» **Work request**:
All the entries that follow are to be returned exactly.

» **Stored data**:
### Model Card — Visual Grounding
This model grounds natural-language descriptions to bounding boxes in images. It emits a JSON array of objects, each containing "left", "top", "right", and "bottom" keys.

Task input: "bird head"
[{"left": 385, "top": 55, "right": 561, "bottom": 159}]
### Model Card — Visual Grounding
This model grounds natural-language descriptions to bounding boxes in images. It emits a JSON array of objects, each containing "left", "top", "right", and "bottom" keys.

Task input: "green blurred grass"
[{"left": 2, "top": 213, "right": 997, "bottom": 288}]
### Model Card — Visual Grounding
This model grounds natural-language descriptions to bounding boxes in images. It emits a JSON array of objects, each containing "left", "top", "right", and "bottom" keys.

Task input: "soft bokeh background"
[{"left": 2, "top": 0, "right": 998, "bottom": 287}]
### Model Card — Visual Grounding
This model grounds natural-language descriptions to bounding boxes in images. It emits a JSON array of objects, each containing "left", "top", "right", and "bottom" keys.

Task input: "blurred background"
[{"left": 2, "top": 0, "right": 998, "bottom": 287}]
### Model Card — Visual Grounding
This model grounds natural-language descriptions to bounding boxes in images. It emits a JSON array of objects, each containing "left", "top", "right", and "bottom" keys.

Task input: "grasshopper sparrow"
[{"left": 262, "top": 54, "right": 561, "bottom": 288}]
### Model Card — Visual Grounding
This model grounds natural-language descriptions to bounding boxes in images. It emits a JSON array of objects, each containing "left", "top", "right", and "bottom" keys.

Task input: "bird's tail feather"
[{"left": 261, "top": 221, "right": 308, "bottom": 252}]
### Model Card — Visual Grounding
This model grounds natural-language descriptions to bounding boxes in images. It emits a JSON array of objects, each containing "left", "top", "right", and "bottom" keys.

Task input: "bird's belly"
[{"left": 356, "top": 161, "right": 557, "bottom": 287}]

» **Expected answer**:
### Model Card — Visual Grounding
This model grounds natural-language descriptions to bounding boxes in images. It emits a JSON array of objects, each containing "left", "top", "right", and "bottom" keys.

Task input: "bird head"
[{"left": 385, "top": 55, "right": 561, "bottom": 159}]
### Model Card — Visual Grounding
This model grounds natural-language descriptions to bounding boxes in images. It emits a JSON array of objects, each containing "left", "top", "right", and "bottom" keys.

Task input: "green blurred grass"
[{"left": 2, "top": 213, "right": 997, "bottom": 288}]
### Model Card — Visual Grounding
This model grounds natural-language descriptions to bounding boxes in images. It emits a JSON array of objects, each containing "left", "top", "right", and "bottom" keys.

Task input: "soft bokeh background"
[{"left": 2, "top": 0, "right": 998, "bottom": 287}]
### Model Card — Visual Grounding
This model grounds natural-language descriptions to bounding boxes in images. It emits a JSON array of objects, each containing "left", "top", "right", and "bottom" keys.

Task input: "blurred background"
[{"left": 2, "top": 0, "right": 998, "bottom": 287}]
### Model Card — Visual Grounding
This model grounds natural-language descriptions to bounding boxes in images. It emits a JSON array of objects, each containing "left", "top", "right", and "bottom" keys.

Task input: "grasshopper sparrow"
[{"left": 262, "top": 54, "right": 561, "bottom": 288}]
### Model Card — Visual Grounding
This model grounds natural-language descriptions to bounding boxes in images. It emits a JSON array of objects, each containing "left", "top", "right", and "bottom" keys.

Task input: "bird's tail feather"
[{"left": 261, "top": 221, "right": 308, "bottom": 252}]
### Model Card — Visual Grounding
This model grounds natural-language descriptions to bounding boxes in images. It emits a JSON array of objects, each containing "left", "top", "right", and "bottom" keys.

Task input: "bird's belly"
[{"left": 356, "top": 161, "right": 557, "bottom": 287}]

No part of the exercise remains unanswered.